Let’s face it, even the most conservative of us have to admit, “Sex sells.” Heck, it sells so well that even the saying, “Sex sells” has become cliché. With that in mind, it’s no surprise that a good majority of slogans, whether intentional or not, would go well slapped on the side of a prophylactic (or condom as the rest of us say).


Image Electronics – If there was an industry that already seems to have condom swag in mind it’s definitely electronics. Whether it be something almost romantic like General Electric’s, “We bring good thing’s to life”, or something downright blatant like Nokia’s, “Connecting People” you’ve got an industry practically screaming to have their slogans slapped on a rubber. Some, like Sony, obviously play to ones ego with, “like no other”, but the one that really takes the cake is Onida’s, “Neighbor’s Envy, Owner’s Pride.” Other electronics companies seem to have an exhibitionist slant to their slogans such as Ericsson’s, “Make Yourself Heard” or THX’s, “The Audience is Listening.” The pure zen award would definitely go to JVC for their fully and simply encompassing, “The Perfect Experience”.

Information provided —
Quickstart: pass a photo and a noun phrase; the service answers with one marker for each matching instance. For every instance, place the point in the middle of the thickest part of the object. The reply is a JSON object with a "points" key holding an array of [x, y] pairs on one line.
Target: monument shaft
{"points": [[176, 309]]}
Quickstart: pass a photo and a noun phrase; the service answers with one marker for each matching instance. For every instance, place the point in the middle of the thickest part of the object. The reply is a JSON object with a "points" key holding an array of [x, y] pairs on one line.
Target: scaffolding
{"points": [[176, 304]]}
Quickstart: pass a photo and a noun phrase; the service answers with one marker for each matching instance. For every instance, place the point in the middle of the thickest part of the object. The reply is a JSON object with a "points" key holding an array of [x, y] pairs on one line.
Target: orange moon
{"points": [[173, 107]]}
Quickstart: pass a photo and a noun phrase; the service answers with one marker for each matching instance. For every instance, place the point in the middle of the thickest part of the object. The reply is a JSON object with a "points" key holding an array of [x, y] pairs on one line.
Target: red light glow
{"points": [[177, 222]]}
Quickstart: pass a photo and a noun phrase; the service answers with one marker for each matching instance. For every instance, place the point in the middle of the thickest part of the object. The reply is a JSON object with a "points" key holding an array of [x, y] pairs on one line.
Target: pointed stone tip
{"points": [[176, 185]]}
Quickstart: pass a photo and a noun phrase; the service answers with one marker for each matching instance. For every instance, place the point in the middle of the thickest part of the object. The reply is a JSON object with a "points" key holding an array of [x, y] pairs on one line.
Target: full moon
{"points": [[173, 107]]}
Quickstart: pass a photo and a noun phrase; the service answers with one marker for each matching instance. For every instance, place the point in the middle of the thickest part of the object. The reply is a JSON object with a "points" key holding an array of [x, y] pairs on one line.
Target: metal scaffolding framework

Your instructions — Summarize the piece on advertising slogans in two sentences.

Result of the task — Because "sex sells," the piece argues, a good majority of slogans, intentional or not, would suit the side of a condom. It points to electronics as an industry whose slogans fit especially well, citing General Electric, Nokia, Sony, Ericsson, THX and JVC, and naming Onida's "Neighbor's Envy, Owner's Pride" as the one that really takes the cake.